CHALLENGE:
Pull out each of the lines below that contains the string "picture". Case counts, so match uppercase and lowercase letters as given.

DATA FOR THE TASK:
========
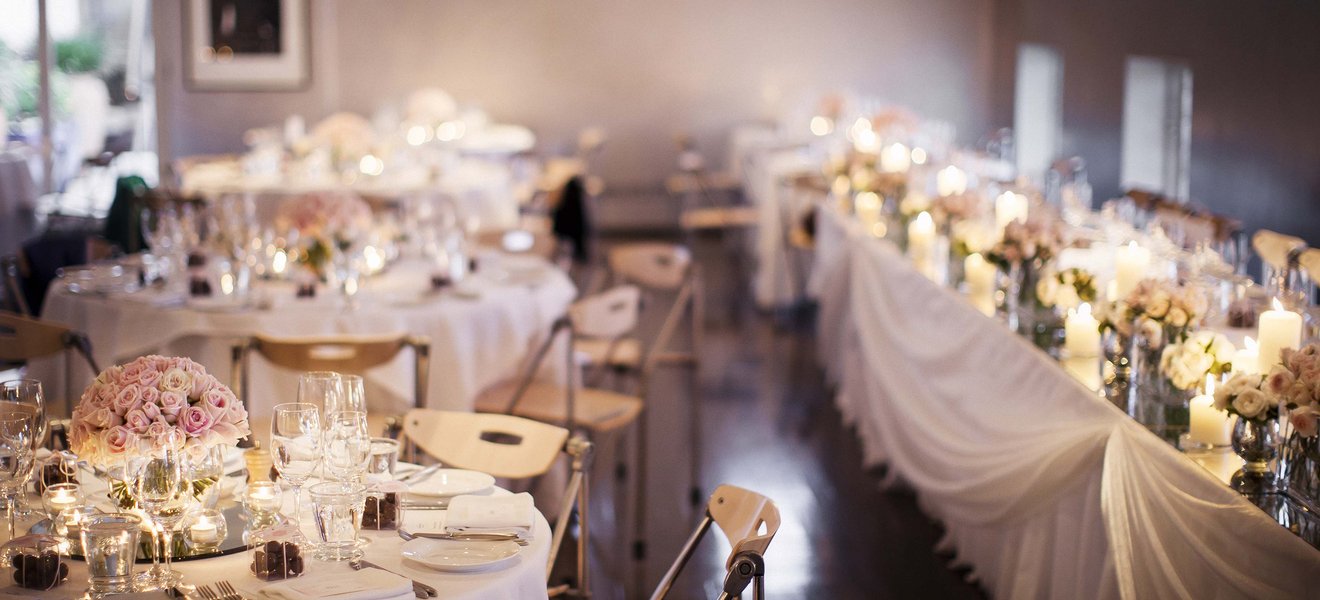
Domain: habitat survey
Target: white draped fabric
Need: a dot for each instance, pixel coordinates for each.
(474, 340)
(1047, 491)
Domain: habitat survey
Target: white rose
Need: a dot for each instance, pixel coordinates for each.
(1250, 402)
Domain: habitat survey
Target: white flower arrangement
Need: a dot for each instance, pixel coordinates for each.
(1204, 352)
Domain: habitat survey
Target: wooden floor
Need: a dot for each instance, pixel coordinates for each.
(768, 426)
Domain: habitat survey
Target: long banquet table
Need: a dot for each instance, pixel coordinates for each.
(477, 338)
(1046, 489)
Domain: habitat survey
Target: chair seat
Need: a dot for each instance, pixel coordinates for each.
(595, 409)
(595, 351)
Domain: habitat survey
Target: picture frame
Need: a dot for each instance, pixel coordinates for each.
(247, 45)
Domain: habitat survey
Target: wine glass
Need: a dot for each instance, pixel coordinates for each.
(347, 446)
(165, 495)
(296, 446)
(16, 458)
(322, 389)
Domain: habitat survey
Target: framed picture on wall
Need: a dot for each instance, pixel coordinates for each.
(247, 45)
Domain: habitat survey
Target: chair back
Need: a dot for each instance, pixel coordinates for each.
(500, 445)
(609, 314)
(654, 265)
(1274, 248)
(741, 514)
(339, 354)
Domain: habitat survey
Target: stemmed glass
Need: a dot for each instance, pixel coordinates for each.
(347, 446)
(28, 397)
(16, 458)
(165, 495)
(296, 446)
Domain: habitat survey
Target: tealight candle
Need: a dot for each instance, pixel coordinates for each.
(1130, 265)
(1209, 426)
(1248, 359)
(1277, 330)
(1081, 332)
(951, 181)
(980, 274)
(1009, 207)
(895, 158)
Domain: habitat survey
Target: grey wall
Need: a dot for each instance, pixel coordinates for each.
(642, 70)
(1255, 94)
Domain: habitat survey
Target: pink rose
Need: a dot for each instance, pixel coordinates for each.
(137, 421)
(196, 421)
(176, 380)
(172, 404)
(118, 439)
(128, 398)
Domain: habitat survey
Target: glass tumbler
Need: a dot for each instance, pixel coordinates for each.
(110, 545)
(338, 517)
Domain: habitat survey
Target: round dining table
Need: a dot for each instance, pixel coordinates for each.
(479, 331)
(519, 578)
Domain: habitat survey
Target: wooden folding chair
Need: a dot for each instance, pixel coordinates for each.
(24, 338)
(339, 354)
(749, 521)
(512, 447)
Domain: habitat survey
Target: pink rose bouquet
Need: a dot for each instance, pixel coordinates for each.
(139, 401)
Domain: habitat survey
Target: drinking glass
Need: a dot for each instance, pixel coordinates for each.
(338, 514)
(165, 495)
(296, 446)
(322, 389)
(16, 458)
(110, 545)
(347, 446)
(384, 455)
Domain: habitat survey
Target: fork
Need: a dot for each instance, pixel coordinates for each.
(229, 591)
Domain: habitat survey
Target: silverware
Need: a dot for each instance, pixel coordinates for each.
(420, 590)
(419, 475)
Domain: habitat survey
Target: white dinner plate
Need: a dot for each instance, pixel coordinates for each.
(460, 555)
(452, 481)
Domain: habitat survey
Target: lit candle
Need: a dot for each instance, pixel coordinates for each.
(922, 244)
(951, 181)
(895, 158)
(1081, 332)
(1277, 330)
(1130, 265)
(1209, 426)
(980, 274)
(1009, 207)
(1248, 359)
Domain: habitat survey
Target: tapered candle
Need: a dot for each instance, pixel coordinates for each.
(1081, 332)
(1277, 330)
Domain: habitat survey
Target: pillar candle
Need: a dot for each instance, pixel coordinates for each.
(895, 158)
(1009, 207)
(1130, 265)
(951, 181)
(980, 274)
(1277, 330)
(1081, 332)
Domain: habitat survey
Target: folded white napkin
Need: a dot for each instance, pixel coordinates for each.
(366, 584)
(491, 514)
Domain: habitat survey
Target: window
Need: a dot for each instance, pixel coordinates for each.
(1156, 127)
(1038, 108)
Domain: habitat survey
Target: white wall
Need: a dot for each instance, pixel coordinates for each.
========
THE REPLY:
Target: picture frame
Target: framed picture on wall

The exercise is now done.